## Supplied text:

Manhattan is one of the most renowned food meccas of the world, and rightly so. Still, the Californian in me believes that San Francisco has some of the best, most approachable, diverse, and least pretentious food in the world, and even Tom Douglas, a Seattle based restauranteur from the East Coast agrees!

Which leads me to my next question - is food in Manhattan really all it’s cracked up to be? In my seven months here, I’ve sampled a few things that have been buzzed about and while they were good, I just can’t justify the price for some or the hype for others.

Case Studies

1. DB Bistro Moderne - The Original DB Burger ($32)
This is a sirloin burger filled with braised short ribs, foie gras and black truffle, and served on a parmesan bun. Foie gras has recently been banned in California so I was really excited to have encountered it here in New York (one strike against California), but $32 for a burger? In all honestly, the short ribs, foie gras, and black truffle didn’t really add to it. These are all great items by themselves, and the need to combine all three into a burger is a little excessive. This really made me appreciate an honest and traditional burger, where the only addition you really need is a nice pickle.

2. Gotham Bar & Grill - Gotham Chocolate Cake ($13)
This isn’t an expensive dessert, but for how much hype it gets, I just don’t see what it’s all about. It’s your standard chocolate cake, people. Even as a chocolate person, this is too rich and one note.

3. Scalinatella - Truffle Papardelle Pasta ($180?)

## What you have to do:
List the restaurants named under "Case Studies" in the text about Manhattan food.

## Data block:
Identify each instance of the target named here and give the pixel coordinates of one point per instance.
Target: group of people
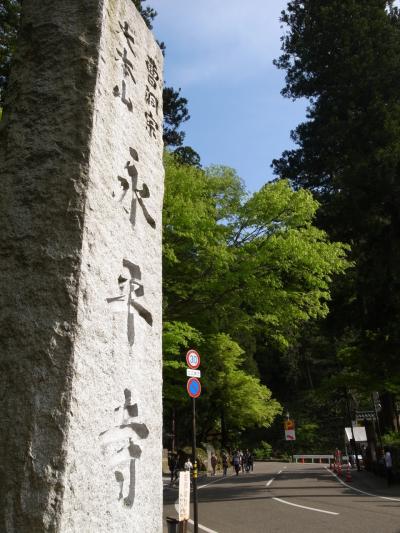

## Written answer:
DB Bistro Moderne, Gotham Bar & Grill, Scalinatella